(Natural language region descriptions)
§ §
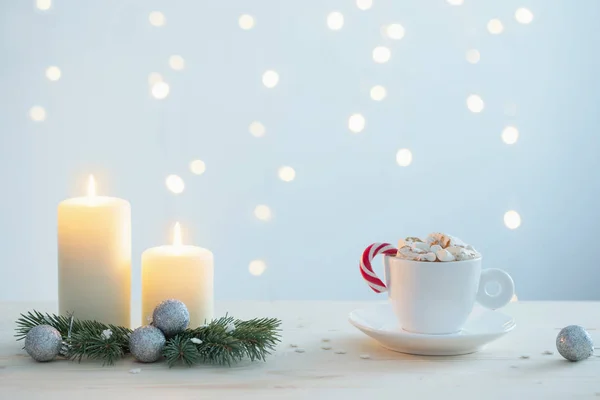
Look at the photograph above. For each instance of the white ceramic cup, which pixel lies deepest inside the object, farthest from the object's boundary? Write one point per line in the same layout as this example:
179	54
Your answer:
437	297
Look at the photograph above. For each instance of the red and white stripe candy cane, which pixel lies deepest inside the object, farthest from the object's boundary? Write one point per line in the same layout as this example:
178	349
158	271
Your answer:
366	269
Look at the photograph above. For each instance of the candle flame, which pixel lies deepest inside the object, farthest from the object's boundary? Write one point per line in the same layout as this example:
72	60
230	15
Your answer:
91	186
177	235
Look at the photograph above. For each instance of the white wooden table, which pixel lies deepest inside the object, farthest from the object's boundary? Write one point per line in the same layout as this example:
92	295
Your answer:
498	372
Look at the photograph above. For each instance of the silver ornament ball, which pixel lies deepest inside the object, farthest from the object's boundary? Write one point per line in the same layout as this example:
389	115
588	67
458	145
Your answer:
146	343
171	317
574	343
43	343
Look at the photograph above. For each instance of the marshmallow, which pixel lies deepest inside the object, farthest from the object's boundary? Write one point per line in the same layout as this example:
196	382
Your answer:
445	256
435	248
428	257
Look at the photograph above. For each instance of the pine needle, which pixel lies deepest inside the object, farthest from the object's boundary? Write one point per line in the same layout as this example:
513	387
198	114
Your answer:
224	341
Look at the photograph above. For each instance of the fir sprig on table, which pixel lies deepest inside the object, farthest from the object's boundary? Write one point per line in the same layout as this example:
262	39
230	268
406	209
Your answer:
223	341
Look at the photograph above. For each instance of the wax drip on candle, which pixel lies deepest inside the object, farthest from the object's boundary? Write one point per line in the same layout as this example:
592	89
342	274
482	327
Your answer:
91	187
177	235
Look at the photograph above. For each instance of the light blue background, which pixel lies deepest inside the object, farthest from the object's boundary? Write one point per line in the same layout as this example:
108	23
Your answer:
348	190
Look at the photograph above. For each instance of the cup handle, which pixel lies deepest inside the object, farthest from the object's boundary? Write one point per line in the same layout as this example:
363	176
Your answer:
366	269
503	297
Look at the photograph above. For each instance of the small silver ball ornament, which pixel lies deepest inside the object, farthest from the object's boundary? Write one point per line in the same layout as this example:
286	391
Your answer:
43	343
574	343
146	343
171	317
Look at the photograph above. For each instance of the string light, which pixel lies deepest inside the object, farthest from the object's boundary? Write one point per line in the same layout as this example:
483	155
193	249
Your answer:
356	123
473	56
246	22
335	21
523	16
53	73
263	212
404	157
175	184
176	62
197	167
270	79
364	4
157	18
512	219
495	27
257	267
475	103
257	129
510	135
37	114
286	174
381	54
378	93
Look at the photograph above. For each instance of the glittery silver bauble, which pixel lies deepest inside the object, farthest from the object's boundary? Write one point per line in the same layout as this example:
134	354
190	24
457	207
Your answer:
146	343
171	317
43	343
574	343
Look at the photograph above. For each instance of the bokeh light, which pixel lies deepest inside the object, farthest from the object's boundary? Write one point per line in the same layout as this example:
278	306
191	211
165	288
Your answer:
257	129
263	212
175	184
404	157
378	93
157	18
246	22
286	174
473	56
176	62
394	31
523	15
160	90
381	54
475	103
495	26
335	21
37	113
512	219
53	73
197	167
356	123
364	4
257	267
510	135
270	79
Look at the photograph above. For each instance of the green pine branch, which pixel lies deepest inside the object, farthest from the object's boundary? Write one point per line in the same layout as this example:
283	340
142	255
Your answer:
224	341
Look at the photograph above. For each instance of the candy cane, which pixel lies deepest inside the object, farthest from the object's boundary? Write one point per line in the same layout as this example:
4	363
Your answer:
367	270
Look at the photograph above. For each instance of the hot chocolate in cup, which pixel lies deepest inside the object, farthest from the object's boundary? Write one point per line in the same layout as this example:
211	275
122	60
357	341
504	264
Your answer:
436	298
433	297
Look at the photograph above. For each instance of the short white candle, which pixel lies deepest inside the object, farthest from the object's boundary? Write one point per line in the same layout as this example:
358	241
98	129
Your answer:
179	272
94	257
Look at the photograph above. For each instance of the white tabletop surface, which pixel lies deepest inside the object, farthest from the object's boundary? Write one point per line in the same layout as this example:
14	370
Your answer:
498	372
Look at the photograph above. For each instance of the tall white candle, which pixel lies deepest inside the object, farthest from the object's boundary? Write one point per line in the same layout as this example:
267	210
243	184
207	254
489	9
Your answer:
94	257
179	272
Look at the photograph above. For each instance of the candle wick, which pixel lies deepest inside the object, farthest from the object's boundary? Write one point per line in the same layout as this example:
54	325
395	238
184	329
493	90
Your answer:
177	235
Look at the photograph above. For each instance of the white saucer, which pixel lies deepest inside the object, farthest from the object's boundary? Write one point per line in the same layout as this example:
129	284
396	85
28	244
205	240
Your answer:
483	327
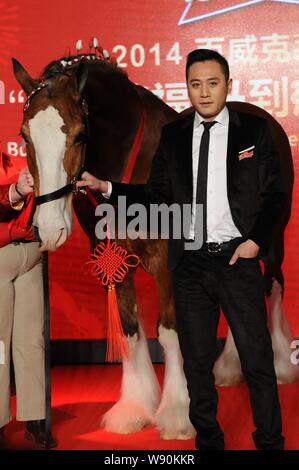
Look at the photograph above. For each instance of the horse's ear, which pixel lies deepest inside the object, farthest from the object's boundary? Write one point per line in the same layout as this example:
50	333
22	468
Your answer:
81	76
23	77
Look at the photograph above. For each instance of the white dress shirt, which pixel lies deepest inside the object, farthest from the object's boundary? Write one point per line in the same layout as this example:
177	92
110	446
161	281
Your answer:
220	225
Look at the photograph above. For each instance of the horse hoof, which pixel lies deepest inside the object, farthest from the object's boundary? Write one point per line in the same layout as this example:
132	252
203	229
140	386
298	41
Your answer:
183	435
126	418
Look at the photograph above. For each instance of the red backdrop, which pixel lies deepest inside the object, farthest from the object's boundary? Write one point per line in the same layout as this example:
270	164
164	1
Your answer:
151	39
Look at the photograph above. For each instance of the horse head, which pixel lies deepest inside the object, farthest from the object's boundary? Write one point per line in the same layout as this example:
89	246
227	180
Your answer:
54	129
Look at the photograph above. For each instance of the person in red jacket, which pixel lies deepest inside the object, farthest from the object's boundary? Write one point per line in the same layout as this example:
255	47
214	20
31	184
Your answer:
21	303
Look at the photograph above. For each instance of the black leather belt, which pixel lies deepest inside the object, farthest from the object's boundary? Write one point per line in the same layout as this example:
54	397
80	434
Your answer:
213	247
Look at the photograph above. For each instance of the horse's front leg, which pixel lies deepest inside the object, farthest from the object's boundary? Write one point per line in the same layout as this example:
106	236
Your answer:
140	391
172	417
281	335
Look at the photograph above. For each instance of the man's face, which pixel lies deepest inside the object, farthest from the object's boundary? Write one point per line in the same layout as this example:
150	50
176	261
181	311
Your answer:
208	88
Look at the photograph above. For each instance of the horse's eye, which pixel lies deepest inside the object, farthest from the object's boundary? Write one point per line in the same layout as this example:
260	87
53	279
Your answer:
80	138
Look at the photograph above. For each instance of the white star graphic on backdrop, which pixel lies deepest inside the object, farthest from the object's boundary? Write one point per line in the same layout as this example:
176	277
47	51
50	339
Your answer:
238	6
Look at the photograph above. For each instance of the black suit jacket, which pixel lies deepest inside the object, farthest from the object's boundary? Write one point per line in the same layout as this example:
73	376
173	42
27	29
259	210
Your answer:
254	185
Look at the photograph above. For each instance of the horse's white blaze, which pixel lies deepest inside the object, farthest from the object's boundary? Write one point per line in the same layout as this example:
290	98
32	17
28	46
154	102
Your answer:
172	417
53	219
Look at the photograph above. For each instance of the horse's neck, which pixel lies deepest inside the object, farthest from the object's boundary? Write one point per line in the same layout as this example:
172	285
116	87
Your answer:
115	119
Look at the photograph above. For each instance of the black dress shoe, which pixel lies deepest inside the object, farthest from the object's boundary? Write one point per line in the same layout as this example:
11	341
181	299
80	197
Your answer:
36	431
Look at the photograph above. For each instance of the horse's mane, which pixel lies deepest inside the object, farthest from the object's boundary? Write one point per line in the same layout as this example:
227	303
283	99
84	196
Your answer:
67	64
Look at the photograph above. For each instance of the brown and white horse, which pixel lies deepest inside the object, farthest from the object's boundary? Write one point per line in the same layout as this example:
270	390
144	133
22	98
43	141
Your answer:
55	128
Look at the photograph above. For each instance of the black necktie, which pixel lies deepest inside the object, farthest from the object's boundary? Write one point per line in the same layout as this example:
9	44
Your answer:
202	173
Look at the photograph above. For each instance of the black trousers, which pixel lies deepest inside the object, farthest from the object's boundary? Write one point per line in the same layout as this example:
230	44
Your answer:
203	282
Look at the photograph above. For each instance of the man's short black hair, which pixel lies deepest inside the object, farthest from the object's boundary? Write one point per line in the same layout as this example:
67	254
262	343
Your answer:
201	55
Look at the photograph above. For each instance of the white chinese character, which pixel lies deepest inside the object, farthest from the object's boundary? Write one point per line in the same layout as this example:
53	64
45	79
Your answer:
158	90
295	97
275	48
281	97
210	43
2	92
243	50
271	95
177	96
296	48
262	91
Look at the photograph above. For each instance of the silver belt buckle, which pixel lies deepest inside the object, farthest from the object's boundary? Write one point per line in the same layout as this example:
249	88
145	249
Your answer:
214	249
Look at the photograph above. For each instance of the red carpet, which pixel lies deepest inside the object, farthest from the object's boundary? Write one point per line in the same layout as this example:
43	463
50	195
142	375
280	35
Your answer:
80	395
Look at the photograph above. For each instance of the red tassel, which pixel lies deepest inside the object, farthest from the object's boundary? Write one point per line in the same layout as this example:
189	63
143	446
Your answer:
117	347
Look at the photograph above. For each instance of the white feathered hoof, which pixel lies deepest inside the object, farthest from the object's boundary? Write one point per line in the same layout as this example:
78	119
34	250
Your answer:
227	371
126	417
173	422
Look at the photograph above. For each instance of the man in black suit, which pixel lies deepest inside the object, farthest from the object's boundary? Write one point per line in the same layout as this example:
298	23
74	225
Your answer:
226	162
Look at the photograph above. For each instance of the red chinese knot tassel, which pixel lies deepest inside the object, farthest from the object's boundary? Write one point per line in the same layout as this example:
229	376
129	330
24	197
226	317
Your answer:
110	263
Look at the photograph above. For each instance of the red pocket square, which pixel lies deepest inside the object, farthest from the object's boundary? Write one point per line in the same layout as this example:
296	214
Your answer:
245	154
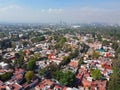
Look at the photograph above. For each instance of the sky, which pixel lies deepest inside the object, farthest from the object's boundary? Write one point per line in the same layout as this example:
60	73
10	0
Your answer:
54	11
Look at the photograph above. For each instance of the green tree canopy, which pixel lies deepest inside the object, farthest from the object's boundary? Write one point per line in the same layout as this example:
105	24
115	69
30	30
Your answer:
96	74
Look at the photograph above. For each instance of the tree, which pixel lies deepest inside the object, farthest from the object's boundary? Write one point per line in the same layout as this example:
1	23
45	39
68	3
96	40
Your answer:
80	61
65	61
6	76
99	37
105	42
95	55
96	74
114	83
29	75
115	45
31	64
65	78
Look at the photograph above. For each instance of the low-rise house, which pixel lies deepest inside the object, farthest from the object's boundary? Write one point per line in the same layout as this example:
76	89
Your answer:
4	65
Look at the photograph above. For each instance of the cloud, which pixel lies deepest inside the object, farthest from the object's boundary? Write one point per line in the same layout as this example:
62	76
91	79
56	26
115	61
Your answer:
52	10
16	13
10	7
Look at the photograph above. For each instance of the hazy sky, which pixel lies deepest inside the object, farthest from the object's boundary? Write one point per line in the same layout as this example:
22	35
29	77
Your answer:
82	11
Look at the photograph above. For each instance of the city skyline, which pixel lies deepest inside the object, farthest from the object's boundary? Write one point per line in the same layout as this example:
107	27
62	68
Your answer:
70	11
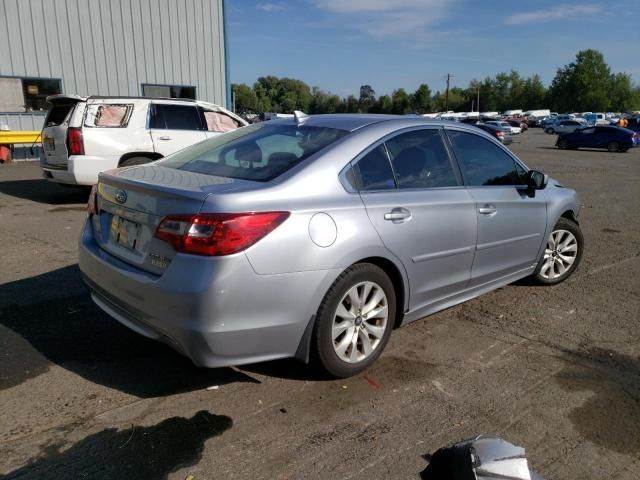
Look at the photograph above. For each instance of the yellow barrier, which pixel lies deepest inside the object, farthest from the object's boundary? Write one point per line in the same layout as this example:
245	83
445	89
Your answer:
9	138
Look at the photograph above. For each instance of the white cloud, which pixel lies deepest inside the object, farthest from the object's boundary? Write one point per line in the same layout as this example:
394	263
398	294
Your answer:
271	7
556	13
385	18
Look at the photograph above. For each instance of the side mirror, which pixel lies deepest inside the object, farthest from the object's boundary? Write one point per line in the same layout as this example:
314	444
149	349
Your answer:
536	180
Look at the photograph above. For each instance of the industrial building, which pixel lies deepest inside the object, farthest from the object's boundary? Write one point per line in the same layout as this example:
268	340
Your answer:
167	48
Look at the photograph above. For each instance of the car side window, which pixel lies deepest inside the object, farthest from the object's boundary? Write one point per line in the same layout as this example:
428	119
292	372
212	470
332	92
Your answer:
482	162
420	160
175	117
218	121
373	171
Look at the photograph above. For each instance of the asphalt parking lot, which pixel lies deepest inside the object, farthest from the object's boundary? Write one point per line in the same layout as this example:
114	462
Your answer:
553	369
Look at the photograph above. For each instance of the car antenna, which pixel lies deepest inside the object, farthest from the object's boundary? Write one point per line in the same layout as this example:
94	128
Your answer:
§ §
-- Brief --
Find the lines above that contain "chinese" and give their count, with nothing added.

-- Response area --
2